__Required task__: Return all the data, word for word.

__Data rows__:
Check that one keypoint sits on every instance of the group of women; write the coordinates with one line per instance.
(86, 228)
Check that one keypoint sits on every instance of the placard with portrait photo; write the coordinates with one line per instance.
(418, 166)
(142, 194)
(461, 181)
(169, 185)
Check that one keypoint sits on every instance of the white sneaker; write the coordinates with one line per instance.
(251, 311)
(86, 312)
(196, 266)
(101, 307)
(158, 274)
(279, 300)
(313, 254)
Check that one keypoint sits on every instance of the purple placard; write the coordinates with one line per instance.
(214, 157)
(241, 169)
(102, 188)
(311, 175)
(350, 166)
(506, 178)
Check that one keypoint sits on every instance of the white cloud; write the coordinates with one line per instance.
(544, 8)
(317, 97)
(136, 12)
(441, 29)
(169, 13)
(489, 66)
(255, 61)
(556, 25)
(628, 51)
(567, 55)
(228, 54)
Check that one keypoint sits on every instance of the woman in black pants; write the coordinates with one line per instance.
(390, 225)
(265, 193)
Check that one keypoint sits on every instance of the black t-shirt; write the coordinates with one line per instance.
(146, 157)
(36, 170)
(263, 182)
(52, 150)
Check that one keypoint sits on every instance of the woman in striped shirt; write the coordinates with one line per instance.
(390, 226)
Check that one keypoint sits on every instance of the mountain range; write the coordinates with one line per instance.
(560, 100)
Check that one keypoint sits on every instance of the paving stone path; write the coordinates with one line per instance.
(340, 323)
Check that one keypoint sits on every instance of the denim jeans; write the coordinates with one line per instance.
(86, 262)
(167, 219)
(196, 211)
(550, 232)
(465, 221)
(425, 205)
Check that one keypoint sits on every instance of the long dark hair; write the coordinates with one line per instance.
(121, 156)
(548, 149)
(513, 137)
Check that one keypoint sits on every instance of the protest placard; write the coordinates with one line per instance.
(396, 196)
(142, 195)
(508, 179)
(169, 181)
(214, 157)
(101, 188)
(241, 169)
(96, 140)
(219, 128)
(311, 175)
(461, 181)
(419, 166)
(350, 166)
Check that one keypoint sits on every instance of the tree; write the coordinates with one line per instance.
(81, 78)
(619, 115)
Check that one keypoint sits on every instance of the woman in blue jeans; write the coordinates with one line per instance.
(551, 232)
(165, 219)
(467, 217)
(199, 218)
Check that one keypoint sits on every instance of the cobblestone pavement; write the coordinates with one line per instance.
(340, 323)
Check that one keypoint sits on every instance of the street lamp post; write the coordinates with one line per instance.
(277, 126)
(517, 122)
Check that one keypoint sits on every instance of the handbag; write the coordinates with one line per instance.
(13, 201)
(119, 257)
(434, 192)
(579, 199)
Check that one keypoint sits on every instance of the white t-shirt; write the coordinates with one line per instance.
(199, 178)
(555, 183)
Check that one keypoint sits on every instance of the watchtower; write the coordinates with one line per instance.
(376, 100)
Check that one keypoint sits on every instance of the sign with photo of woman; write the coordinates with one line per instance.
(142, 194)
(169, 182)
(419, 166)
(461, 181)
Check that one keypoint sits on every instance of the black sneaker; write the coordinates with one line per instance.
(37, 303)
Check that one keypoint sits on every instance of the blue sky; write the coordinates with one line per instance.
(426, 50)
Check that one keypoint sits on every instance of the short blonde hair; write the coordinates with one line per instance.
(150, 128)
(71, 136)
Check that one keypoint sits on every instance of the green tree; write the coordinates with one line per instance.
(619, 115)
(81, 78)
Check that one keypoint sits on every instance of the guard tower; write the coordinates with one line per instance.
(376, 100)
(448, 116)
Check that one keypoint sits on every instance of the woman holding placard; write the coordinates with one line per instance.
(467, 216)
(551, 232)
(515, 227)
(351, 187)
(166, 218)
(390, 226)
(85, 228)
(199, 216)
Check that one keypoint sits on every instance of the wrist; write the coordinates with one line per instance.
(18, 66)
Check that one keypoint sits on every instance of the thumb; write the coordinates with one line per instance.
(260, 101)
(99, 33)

__Full solution__:
Check that one keypoint sits on every instance of the group of women; write the coordinates with one line per instance.
(86, 228)
Check that one keypoint sits on every instance of the placard with portrait photo; write the coordinates with one line per instance.
(418, 166)
(142, 194)
(461, 181)
(169, 185)
Check that one keypoint sits on every instance of the white sneaker; write the coordinates with one line per instance.
(251, 311)
(86, 312)
(196, 266)
(101, 307)
(158, 274)
(279, 300)
(313, 254)
Check that one keypoint sits on every instance of the purple placard; write the coordinates with one line per instance.
(214, 157)
(241, 169)
(102, 188)
(311, 175)
(350, 166)
(506, 178)
Check that one keypoint sits on every instance of the white cloud; write the coordinates with one line per instance.
(544, 8)
(317, 97)
(136, 12)
(441, 29)
(169, 13)
(489, 66)
(255, 61)
(556, 25)
(628, 51)
(567, 55)
(228, 54)
Check that one keypoint sits on every instance of the woman in black pants; write the coordinates with one line per instance.
(390, 225)
(265, 193)
Check that one keypoint sits on every instance of the black t-shirt; write the coordinates with one line per instance.
(146, 157)
(36, 170)
(263, 182)
(52, 150)
Check that one keypoint sits on every instance of the woman in striped shirt; write the coordinates with one line per instance.
(390, 226)
Check that one keypoint sits on every instance of the mountain range; write the coordinates with one line per instance.
(560, 100)
Check that one keypoint sits on every instance of the paving stone path; write the coordinates with one line per instance.
(340, 323)
Check that one keypoint sits on every instance of the denim jeans; write the coordinates with one line per instance.
(86, 262)
(167, 219)
(196, 211)
(550, 232)
(465, 221)
(425, 205)
Check that one keypoint sits on every instance of the long dark hair; write the coordinates with one line per instance.
(121, 156)
(548, 149)
(513, 137)
Check that one keypoint sits on every instance of the protest placard; write the coordinates with one line per instance.
(396, 196)
(142, 195)
(508, 179)
(169, 181)
(214, 157)
(101, 188)
(241, 169)
(96, 140)
(219, 128)
(311, 175)
(461, 181)
(419, 166)
(350, 166)
Check that one keypoint sits on every instance of the tree; write the coordinates with one line per instance.
(81, 78)
(619, 115)
Check that one keypoint sits on every instance of the woman in blue jeans; write the coordinates with one line per instance.
(551, 232)
(165, 219)
(467, 217)
(199, 218)
Check that one keypoint sits on every instance of the cobblestone pavement; write the coordinates with one line per instance.
(340, 323)
Check that one keypoint sits on every instance of the street lamp post; write the coordinates with one line per instance.
(277, 126)
(517, 122)
Check that one keypoint sits on every instance of the handbag; write the coordinates with one line per instance.
(13, 201)
(119, 257)
(434, 192)
(579, 199)
Check that one keypoint sits on every instance of the white t-shirt; write the coordinates with one line per instance.
(199, 178)
(555, 183)
Check that one keypoint sits on every instance of the watchtower; write the coordinates with one line per instance.
(376, 100)
Check that one keypoint sits on every instance of the sign with photo of woman; write the coordinates with one line per instance.
(142, 194)
(169, 182)
(419, 166)
(461, 181)
Check that one keypoint sits on every instance of the black sneaker; write the coordinates with one line per instance.
(37, 303)
Check that one keypoint sits on every instance of the blue sky; write the coordinates with one line per instance.
(426, 50)
Check that one keypoint sits on every instance of the short blonde hair; write the coordinates with one line per instance.
(150, 128)
(71, 136)
Check that one keypoint sits on every instance of the green tree; write the coordinates with one line per instance.
(619, 115)
(81, 78)
Check that one keypoint sits on every instance of the guard tower; write the coordinates with one line per instance.
(376, 100)
(448, 116)
Check that one keypoint sits on every instance of the woman holding placard; write the coordinates with one line per instance.
(467, 216)
(551, 232)
(515, 227)
(351, 187)
(166, 218)
(390, 226)
(85, 228)
(199, 216)
Check that one keypoint sits on every instance of the wrist; write the coordinates with one line per instance.
(18, 66)
Check that one keypoint sits on every instance of the thumb; write the coordinates with one line per instance.
(260, 101)
(99, 33)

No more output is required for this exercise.